WHAT THE EXERCISE ASKS>
Put the lines from the one containing "--target=white wooden headboard" through the last line into a numbered list, skipping blank lines.

---- EXTRACTED ENTRIES

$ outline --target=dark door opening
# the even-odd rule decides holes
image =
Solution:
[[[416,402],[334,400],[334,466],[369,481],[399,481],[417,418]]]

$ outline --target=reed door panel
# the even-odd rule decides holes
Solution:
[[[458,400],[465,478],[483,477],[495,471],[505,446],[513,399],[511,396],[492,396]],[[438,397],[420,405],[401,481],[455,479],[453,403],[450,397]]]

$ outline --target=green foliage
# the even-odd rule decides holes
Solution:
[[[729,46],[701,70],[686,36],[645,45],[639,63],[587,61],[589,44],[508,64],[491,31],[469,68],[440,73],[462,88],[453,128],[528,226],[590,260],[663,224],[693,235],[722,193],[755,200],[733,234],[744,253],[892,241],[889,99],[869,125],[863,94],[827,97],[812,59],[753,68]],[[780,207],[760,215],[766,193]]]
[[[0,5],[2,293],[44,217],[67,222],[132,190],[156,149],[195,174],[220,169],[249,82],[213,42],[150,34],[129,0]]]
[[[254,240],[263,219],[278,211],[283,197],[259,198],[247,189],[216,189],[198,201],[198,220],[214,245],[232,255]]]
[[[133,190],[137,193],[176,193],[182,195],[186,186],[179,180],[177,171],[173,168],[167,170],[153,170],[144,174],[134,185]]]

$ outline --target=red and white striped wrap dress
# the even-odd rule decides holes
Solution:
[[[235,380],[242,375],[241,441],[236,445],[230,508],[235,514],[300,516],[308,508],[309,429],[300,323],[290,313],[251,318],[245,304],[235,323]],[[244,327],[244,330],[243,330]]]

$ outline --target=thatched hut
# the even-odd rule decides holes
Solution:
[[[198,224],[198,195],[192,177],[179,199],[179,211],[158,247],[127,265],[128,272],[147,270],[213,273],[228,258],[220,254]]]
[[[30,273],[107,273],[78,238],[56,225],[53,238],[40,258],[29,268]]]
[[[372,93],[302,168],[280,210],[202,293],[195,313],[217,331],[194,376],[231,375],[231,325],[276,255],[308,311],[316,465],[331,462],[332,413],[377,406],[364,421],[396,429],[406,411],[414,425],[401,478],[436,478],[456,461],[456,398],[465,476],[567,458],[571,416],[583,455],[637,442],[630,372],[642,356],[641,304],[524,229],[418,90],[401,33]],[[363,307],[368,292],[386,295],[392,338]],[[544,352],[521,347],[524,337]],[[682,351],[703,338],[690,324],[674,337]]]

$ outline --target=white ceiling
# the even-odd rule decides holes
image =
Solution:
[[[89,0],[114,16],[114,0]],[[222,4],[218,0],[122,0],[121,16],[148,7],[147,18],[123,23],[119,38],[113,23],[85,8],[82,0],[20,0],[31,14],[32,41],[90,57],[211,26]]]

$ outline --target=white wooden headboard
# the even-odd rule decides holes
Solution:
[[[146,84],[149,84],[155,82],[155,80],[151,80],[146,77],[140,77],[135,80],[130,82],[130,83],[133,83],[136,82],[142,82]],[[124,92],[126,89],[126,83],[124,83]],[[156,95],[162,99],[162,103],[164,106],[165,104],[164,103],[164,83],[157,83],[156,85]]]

--------

RESPONSE>
1. $ outline --target=white wooden headboard
2. # the even-odd rule decides holes
3. Solution:
4. [[[146,84],[149,84],[155,82],[155,80],[151,80],[146,77],[140,77],[135,80],[130,82],[130,83],[133,83],[136,82],[142,82]],[[124,92],[126,89],[126,83],[124,83]],[[156,95],[162,99],[162,103],[164,106],[165,104],[164,103],[164,83],[157,83],[156,85]]]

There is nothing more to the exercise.